=== PAGE TEXT ===

╭──

Girouard J., after quoting the passage of Lord Lindleys judgment in Turnbull v. Duval[23] in which he leaves open the question whether or not, if impeached upon the sole ground of lack of independent advice, the security given by Mrs. Duval should be set aside, adds:

In the present case, the point of law must, I conceive, be determined. (p. 412.)

Again he says:

I cannot see that a material distinction can be made between the case of the mother and that of the daughter. * * * I have come to the conclusion that the rule which governs the case of Miss Cox applies also to that of Mrs. Cox.

These passages leave no doubt as to the ratio of Mr. Justice Girouards judgment.

Sedgewick J. commences his opinion by stating:

I entirely agree with the conclusion at which my brother Girouard has arrived in his very able and exhaustive judgment.

And he concludes by stating that as to

the equitable principles regarding undue influence * * * I can usefully add nothing to what my brother Girouard and my brother Davies have said.

In the course of his opinion he expresses very strongly his own view that the fraudulent and deceitfulhe calls it criminalconduct of the husband must invalidate the security in the hands of the creditor and that it is, therefore, unnecessary to resort to the proposition of law upon which Girouard J. rested his

[Page 539]

opinion. But I entertain no doubt that he intended to express, and did in fact express, as a distinct ground of his decision, his concurrence in the conclusions of Girouard and Davies JJ. that the equitable doctrine invoked by them was applicable to the case of Mrs. Cox.


In New South Wales Taxation Commissioners v. Palmer[24], Lord Macnaghten, delivering the judgment of the Privy Council, says, at page 184:

It is impossible to treat a proposition which the court declares to be a distinct and sufficient ground for its decision as a mere dictum, simply because there is also another ground stated upon which, standing alone, the case might have been determined.

In Membery v. The Great Western Railway Co.[25], at page 187, Lord Bramwell said:

Of course it is in a sense not necessary that I should express an opinion on this as the ground I have first mentioned, in my opinion, disposes of the case. But if, instead of mentioning that ground first, I had mentioned the one I am now dealing with, it would, on the same reasoning, be unnecessary to mention that. What I am saying is not obiter, not a needless expression of opinion on a matter not relevant to the decision. There are two answers to the plaintiff; and I decide against him on both; on one as much as on the other.

╰──

=== DATASET ===

╭──

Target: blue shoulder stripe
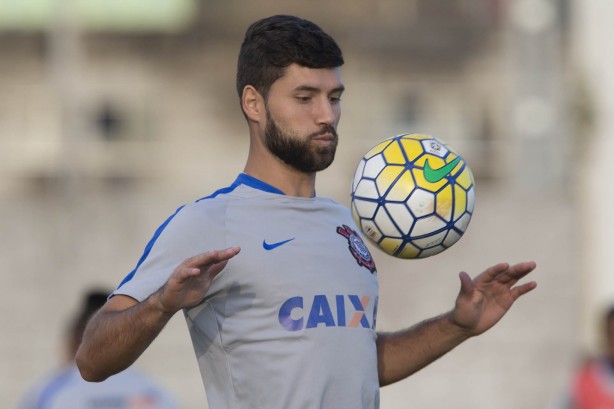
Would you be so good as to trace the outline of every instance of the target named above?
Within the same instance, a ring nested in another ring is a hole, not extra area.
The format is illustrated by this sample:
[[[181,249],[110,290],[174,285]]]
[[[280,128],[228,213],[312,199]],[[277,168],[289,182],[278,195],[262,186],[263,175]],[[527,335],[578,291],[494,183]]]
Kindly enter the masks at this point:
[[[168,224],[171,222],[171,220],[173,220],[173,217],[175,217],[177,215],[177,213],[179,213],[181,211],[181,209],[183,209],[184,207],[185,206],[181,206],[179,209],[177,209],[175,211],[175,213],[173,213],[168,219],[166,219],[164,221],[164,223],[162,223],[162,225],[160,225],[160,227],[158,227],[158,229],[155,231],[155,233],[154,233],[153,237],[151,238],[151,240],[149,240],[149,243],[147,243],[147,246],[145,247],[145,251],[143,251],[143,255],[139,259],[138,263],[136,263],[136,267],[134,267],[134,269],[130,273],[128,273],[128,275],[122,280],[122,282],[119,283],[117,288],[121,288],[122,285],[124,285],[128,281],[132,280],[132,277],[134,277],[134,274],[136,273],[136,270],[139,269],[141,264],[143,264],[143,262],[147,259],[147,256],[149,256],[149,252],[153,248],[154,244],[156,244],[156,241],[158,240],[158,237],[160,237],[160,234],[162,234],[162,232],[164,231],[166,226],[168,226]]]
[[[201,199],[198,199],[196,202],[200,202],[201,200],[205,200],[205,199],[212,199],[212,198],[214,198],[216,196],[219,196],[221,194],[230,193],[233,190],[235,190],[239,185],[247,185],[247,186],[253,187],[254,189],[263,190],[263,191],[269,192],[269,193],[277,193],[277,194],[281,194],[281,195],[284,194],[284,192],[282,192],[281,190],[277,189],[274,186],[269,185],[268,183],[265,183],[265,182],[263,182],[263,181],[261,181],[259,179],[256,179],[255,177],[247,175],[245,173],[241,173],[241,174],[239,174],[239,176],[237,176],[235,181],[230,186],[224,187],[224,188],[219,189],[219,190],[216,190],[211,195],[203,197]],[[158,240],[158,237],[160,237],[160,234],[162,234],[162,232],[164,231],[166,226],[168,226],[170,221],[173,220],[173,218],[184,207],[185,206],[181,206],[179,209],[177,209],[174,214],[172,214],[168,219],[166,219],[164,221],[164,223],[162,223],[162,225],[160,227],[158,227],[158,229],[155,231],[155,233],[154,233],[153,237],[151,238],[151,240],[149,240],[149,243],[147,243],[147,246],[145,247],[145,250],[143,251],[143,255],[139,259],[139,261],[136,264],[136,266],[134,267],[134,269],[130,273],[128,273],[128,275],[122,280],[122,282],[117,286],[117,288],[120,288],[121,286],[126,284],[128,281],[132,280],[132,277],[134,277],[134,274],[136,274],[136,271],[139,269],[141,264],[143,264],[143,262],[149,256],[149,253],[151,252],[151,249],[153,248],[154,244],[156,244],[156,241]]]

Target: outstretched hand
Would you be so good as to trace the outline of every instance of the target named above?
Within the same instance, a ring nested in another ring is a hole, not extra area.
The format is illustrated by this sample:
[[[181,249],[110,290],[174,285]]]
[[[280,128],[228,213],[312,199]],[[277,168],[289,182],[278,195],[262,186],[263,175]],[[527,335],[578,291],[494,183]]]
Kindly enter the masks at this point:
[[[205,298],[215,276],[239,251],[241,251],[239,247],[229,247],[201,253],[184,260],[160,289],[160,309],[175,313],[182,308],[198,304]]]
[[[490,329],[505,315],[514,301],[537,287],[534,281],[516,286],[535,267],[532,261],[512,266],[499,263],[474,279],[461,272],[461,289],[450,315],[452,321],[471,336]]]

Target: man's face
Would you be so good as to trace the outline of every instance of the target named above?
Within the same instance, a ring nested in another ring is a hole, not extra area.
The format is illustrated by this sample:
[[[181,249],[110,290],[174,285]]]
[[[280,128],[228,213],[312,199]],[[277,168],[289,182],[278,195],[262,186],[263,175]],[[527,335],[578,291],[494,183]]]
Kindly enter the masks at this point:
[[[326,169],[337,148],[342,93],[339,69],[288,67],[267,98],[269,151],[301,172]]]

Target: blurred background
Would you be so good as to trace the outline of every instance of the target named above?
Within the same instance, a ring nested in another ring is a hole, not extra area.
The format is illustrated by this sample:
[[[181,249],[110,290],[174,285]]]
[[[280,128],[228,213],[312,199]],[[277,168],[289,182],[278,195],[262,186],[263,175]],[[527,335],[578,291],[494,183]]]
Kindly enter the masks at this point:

╰──
╭──

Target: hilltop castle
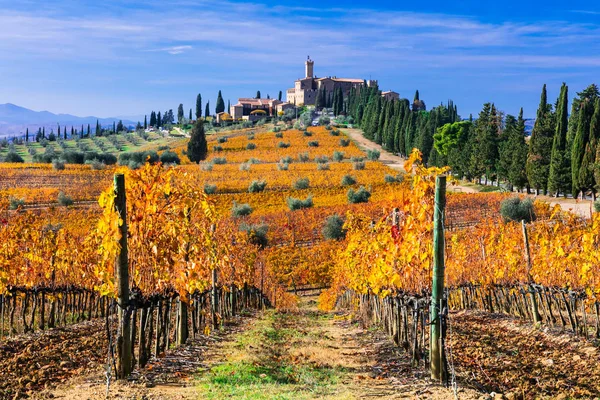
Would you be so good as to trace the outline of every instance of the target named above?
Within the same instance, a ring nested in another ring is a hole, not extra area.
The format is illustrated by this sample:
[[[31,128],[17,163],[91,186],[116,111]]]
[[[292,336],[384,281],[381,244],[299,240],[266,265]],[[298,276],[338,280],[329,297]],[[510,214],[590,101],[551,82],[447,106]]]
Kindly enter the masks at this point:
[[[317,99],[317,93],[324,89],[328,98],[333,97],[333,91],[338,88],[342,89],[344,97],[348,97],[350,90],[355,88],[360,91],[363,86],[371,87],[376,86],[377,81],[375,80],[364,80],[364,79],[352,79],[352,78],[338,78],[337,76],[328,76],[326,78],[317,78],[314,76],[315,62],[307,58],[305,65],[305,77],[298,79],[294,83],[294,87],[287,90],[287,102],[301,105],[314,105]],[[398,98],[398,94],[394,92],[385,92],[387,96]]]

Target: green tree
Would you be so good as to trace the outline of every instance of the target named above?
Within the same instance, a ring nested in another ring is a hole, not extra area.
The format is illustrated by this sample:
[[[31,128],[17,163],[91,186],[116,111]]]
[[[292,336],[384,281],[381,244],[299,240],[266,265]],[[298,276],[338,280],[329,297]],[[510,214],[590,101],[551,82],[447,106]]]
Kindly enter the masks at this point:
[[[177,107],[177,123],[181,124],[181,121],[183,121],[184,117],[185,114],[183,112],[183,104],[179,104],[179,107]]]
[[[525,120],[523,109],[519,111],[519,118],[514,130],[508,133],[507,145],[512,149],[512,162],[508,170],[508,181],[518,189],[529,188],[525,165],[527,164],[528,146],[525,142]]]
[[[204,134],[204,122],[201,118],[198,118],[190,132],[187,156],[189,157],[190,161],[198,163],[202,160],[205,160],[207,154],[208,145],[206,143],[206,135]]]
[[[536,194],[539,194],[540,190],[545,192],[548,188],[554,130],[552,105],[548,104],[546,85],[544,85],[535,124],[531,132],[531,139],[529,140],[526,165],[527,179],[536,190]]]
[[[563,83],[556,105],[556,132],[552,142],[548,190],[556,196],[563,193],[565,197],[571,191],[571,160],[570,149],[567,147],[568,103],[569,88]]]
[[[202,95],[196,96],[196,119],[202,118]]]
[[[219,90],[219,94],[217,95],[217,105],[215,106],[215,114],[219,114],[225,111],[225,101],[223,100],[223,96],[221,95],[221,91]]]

╰──
╭──

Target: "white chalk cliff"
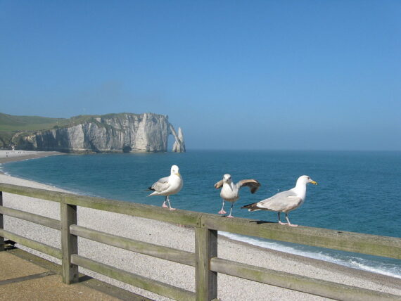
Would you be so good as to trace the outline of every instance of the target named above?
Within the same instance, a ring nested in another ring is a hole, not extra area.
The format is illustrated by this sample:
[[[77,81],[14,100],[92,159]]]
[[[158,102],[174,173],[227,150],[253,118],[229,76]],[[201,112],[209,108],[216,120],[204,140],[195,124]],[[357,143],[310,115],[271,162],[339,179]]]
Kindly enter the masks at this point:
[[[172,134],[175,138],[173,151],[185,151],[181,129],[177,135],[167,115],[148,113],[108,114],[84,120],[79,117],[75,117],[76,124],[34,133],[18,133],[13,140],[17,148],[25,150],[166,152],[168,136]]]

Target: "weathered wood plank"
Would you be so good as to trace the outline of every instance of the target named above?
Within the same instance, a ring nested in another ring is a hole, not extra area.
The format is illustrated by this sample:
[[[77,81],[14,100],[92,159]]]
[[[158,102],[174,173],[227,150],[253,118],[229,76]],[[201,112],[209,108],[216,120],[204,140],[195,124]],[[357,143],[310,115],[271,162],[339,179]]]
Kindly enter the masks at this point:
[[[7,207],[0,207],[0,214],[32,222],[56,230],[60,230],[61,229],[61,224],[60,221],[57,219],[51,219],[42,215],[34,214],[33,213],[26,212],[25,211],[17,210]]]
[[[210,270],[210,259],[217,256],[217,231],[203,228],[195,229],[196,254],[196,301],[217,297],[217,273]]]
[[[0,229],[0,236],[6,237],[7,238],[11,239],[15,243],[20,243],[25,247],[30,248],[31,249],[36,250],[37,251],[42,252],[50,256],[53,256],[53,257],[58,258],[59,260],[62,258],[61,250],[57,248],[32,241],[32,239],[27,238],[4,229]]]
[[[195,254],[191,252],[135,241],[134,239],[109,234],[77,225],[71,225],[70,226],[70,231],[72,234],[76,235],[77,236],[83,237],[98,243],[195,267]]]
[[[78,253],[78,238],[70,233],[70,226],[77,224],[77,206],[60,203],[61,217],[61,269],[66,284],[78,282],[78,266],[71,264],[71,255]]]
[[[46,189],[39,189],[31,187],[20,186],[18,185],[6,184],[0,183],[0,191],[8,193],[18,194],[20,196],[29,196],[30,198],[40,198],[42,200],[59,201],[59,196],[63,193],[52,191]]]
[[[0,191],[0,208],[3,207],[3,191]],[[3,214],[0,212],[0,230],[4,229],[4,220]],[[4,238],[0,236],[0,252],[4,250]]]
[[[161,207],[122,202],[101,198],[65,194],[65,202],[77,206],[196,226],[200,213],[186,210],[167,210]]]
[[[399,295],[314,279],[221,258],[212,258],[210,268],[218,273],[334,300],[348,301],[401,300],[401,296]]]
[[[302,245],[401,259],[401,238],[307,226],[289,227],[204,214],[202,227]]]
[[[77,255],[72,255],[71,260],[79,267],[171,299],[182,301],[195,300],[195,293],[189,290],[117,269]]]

╰──

=== TASKS ===
a: Answer these from the judgment passage:
(i) Which judge opened his opinion by saying he entirely agreed with the conclusion Girouard had reached?
(ii) Who delivered the Privy Council's judgment in New South Wales Taxation Commissioners v. Palmer?
(iii) In Membery v. The Great Western Railway Co., how many answers to the plaintiff did Lord Bramwell say there were?
b: Write the next portion of the judgment passage, picking up right after Lord Bramwell's quoted remarks.
The lines in the three blocks are separate material with no connection to the judgment passage.

=== EXPECTED OUTPUTS ===
a:
(i) Sedgewick J.
(ii) Lord Macnaghten
(iii) Two

b:
Reference may also be made to the remarks of Rose J. in Landreville v. Gouin[26], at page 464.

Being satisfied that all three judges who composed the majority in Cox v. Adams[27] (and only their opinions need be considered in determining what was the principle of the decision: Suffell v. Bank of England[28], at page 560) concurred in assigning as a ground of judgment the applicability of the rule above stated to the relation of husband and wife, we must regard

[Page 540]

this conclusion not as a mere dictum, but as the ratio decidendi of the case, and, therefore, binding, unless members of this court are at liberty to reconsider and review its former deliberate and explicit decision upon a question of law, merely because they would, if the matter were res integra, reach a different conclusion.

Cox v. Adams27 was decided in the year 1904. The rule against interference with a decision which has stood unchallenged and has been acted upon in transactions of daily life throughout the country for many years, especially if titles to property depend upon it. has no application in this instance. On the other hand, Cox v. Adams27 has not itself been questioned nor has the principle upon which it proceeded been controverted in this court, or in any tribunal of co-ordinate or quasi-co-ordinate jurisdiction, since it was decided.


The case of Chaplin & Co. v. Brammall, in the English Court of Appeal[29], proceeded upon the fact that the true nature of the guarantee given by the wife was not understood by her when she signed it, and is, therefore, distinguishable from the present case. The proposition involved here was not passed upon by the court. This is the only case at all similar to the present which has received consideration from a court of appeal, either in England or in this country since Cox v. Adams[30] was decided.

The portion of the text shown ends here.